Detection annotation records:

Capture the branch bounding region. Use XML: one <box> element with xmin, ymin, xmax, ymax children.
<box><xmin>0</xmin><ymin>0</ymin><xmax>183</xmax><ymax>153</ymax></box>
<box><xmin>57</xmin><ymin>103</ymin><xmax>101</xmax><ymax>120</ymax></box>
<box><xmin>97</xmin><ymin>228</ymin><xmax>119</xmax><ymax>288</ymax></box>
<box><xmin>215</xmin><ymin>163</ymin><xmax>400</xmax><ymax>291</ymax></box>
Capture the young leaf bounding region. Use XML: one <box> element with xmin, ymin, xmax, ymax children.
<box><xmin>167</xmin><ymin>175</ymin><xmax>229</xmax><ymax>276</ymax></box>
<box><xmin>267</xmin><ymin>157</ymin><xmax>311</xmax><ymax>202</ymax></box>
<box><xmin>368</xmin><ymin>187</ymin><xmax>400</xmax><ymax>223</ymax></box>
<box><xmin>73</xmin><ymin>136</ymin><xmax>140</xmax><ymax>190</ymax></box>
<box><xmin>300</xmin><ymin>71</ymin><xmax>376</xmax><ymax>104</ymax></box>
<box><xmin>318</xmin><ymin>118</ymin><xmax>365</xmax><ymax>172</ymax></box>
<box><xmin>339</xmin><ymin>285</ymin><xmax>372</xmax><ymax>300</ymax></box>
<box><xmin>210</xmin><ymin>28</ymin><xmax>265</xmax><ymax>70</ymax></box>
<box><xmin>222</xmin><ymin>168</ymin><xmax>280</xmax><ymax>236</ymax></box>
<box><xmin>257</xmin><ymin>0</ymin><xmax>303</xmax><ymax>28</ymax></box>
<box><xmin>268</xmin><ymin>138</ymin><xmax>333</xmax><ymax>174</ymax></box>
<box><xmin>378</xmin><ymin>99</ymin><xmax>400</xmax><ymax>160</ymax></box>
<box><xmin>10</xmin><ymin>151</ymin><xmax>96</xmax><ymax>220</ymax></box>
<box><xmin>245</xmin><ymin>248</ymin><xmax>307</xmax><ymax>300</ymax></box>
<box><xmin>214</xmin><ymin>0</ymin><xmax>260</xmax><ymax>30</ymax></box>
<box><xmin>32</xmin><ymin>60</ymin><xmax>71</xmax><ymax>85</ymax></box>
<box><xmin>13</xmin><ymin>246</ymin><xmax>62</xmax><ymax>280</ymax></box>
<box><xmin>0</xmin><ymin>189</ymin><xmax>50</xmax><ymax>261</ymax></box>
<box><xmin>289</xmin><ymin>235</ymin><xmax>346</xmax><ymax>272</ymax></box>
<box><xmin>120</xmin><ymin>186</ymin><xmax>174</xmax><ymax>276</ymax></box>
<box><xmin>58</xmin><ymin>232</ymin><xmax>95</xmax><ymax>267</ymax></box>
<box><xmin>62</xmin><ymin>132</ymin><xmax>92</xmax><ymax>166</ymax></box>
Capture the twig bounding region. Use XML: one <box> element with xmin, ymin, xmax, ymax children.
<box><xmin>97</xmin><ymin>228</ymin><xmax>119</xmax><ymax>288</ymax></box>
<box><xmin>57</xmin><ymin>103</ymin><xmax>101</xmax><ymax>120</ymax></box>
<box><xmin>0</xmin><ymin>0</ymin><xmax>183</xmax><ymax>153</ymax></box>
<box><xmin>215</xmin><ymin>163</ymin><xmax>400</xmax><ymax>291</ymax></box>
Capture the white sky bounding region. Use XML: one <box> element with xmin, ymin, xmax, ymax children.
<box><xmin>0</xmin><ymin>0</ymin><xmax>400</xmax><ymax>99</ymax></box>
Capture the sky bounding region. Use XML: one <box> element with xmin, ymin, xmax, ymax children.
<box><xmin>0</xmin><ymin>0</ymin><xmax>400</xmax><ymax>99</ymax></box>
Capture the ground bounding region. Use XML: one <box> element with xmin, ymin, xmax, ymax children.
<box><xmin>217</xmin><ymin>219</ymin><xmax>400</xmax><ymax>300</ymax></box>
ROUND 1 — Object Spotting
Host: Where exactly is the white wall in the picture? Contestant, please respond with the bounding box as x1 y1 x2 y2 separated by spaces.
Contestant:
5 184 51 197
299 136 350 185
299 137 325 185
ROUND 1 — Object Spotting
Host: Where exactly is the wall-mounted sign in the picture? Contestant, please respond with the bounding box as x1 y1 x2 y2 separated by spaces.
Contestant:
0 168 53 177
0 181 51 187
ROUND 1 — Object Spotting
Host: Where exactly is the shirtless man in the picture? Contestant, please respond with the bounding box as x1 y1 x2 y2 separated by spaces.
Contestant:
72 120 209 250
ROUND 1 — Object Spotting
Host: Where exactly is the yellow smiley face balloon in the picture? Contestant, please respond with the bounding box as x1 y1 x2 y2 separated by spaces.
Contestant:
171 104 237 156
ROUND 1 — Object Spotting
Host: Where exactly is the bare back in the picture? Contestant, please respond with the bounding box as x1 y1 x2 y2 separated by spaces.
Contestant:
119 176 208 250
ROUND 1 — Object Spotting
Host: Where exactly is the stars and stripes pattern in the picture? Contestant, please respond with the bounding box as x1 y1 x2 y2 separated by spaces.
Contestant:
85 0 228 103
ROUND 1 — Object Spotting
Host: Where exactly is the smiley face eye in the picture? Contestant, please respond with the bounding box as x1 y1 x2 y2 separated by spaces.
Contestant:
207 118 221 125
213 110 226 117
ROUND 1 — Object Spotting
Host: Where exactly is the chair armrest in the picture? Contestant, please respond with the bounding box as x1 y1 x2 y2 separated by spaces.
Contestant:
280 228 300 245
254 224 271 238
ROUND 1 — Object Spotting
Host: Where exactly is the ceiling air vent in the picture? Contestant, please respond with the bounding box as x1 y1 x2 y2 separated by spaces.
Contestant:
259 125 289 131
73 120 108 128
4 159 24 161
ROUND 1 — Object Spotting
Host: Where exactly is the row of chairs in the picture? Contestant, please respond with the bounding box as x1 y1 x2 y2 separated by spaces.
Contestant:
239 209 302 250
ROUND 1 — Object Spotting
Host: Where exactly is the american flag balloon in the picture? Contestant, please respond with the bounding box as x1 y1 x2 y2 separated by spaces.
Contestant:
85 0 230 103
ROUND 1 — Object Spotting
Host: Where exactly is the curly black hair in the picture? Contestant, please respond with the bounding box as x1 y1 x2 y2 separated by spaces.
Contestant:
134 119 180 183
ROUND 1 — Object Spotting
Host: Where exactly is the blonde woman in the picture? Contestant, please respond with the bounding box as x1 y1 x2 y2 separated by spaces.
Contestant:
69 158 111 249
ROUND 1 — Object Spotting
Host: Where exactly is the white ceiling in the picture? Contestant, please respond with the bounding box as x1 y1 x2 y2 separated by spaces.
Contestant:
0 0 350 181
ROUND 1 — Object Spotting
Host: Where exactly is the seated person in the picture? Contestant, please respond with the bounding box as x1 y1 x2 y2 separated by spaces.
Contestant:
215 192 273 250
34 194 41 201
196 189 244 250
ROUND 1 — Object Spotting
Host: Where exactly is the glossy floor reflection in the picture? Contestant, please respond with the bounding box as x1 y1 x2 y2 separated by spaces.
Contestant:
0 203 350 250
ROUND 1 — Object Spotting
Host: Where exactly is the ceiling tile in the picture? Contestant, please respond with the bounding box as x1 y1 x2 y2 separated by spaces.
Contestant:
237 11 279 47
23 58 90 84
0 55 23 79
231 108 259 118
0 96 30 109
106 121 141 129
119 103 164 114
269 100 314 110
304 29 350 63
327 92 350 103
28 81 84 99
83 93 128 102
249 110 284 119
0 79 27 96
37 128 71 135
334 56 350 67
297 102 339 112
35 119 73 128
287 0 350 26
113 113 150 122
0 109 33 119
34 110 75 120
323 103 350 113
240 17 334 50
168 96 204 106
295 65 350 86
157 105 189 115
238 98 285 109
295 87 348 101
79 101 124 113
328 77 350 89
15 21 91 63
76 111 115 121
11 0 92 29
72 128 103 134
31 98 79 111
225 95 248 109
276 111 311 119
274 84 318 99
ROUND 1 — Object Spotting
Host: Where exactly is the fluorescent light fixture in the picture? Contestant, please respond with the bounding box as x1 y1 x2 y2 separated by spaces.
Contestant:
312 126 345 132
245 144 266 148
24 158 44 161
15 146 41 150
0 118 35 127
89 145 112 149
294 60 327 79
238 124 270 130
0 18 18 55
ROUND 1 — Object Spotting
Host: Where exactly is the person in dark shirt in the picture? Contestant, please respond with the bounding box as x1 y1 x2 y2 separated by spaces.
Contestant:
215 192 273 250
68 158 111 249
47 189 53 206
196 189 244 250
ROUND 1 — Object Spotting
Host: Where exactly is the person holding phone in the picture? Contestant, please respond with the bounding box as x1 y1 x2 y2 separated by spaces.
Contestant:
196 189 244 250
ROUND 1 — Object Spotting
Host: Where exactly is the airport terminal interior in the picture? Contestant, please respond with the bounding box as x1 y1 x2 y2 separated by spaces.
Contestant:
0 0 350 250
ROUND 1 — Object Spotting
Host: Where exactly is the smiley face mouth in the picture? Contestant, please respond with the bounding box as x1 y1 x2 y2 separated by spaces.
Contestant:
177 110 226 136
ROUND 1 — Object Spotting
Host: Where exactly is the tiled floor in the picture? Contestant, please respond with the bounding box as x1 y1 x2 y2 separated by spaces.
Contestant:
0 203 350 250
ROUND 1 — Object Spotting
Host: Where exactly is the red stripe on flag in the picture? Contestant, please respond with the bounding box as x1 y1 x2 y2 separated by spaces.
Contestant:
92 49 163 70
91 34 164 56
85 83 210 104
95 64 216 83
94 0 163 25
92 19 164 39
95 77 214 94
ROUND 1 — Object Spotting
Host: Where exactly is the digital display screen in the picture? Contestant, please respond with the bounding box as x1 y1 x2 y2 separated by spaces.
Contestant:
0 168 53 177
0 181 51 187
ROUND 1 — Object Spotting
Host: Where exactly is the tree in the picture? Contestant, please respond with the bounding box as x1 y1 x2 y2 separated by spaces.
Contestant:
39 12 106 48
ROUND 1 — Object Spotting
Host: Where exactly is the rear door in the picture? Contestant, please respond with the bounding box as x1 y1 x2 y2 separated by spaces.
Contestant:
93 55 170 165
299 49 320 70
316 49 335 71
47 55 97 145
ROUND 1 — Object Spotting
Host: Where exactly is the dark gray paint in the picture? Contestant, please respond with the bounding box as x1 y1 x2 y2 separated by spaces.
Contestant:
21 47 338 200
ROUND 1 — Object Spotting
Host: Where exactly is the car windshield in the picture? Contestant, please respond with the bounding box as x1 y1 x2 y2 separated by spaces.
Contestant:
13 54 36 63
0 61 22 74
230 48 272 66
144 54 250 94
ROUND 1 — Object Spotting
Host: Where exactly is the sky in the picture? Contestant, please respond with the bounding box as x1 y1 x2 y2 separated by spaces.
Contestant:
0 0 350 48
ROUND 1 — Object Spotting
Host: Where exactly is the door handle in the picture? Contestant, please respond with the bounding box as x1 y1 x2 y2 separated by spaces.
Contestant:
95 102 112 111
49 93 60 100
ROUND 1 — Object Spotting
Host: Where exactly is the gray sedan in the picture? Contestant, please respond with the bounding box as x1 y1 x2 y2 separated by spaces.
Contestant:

## Goal of the exercise
Please find every line in the records above that contains the word "wall" and copy each one in full. Case counts, so only matches with identical capitalization qualify.

## Written solution
Host: Where exactly is the white wall in the picture? Contestant, please respond with the bounding box as x1 y1 x2 y2 separated by spaces.
Host: Where exactly is the wall-mounted sign in the picture? Contestant, please respond with the bounding box as x1 y1 x2 y2 separated by spaces.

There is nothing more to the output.